## WHAT IS NEEDED
Reproduce all of the records below word for word, leaving the pictures out.

## DATA ROWS
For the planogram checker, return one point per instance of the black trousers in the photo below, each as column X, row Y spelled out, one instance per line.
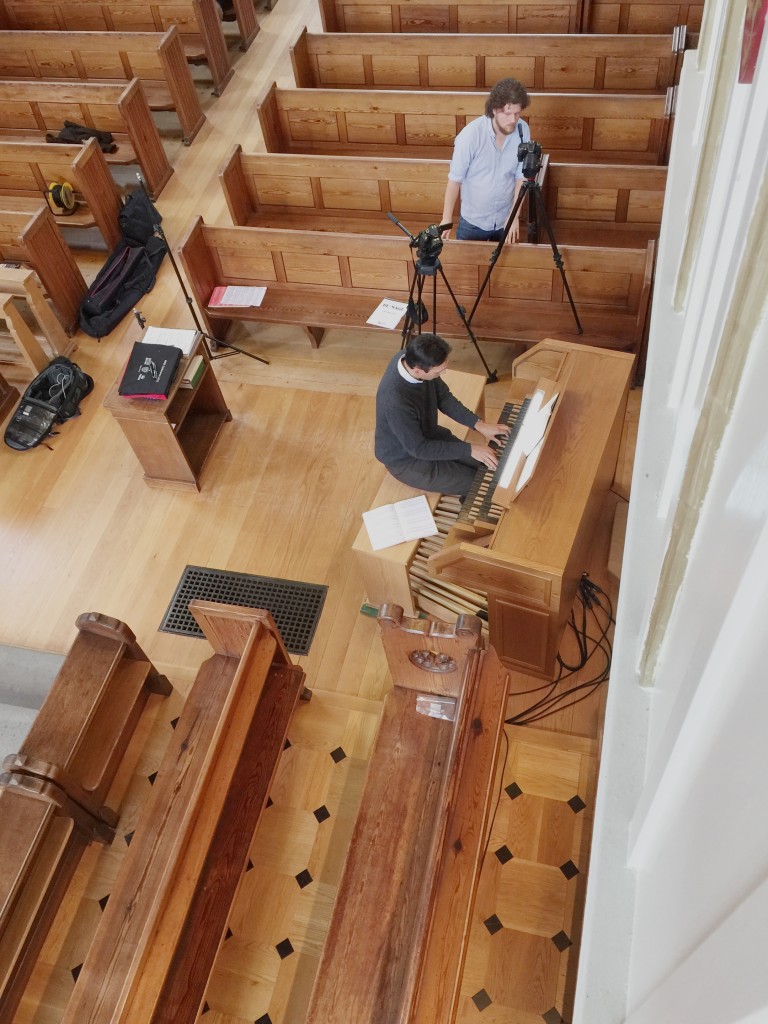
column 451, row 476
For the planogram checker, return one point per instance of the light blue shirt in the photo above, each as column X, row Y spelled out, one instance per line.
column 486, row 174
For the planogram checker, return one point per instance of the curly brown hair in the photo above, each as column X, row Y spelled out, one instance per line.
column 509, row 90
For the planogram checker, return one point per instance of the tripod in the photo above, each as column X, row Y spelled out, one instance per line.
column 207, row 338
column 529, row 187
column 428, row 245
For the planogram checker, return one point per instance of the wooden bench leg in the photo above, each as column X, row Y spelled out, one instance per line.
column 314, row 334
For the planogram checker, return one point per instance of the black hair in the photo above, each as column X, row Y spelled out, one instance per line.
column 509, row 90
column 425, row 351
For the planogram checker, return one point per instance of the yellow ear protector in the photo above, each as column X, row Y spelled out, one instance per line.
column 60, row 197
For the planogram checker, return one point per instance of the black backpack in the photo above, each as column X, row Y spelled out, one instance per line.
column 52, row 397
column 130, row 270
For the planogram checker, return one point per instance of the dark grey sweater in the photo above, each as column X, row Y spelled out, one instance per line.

## SOLUTION TO THE PROBLEM
For the planogram checker, return one point per instance of the black trousers in the photo below, each as column X, row Y spelled out, one instance per line.
column 451, row 476
For the planogram checker, return one point per instance of the light blue shirt in the photo above, each as column X, row Y spelled out, one instance per line.
column 486, row 174
For the planogram checker, return one point per instance of the curly brown hair in the photo above, each as column X, row Y spelled out, one instance per line.
column 509, row 90
For the planogram checker, return one point per instance of the tripod in the photo above, each as column X, row Y spelled out, one instance per line.
column 207, row 338
column 529, row 187
column 428, row 245
For the planogram checker, return one point per instance of the wooden bench leg in the photo above, each as column X, row Y spelled out, one instance per line.
column 314, row 334
For the planogram checker, return one point per instance of the black hair in the photo above, each as column X, row Y spelled out, one instance per line.
column 509, row 90
column 425, row 351
For the planogram checker, return one point per instance of the yellow ear protector in the photo above, each as column X, row Y spelled out, one instance per line.
column 60, row 197
For the planogram checker, return one point per instance of the black backpack in the photo above, each as column X, row Y spelled out, one instance per line.
column 52, row 397
column 130, row 270
For the planogram checker, return one point per instance of the dark grey sweater in the photo above, each as column X, row Y spelled out, one instance per line.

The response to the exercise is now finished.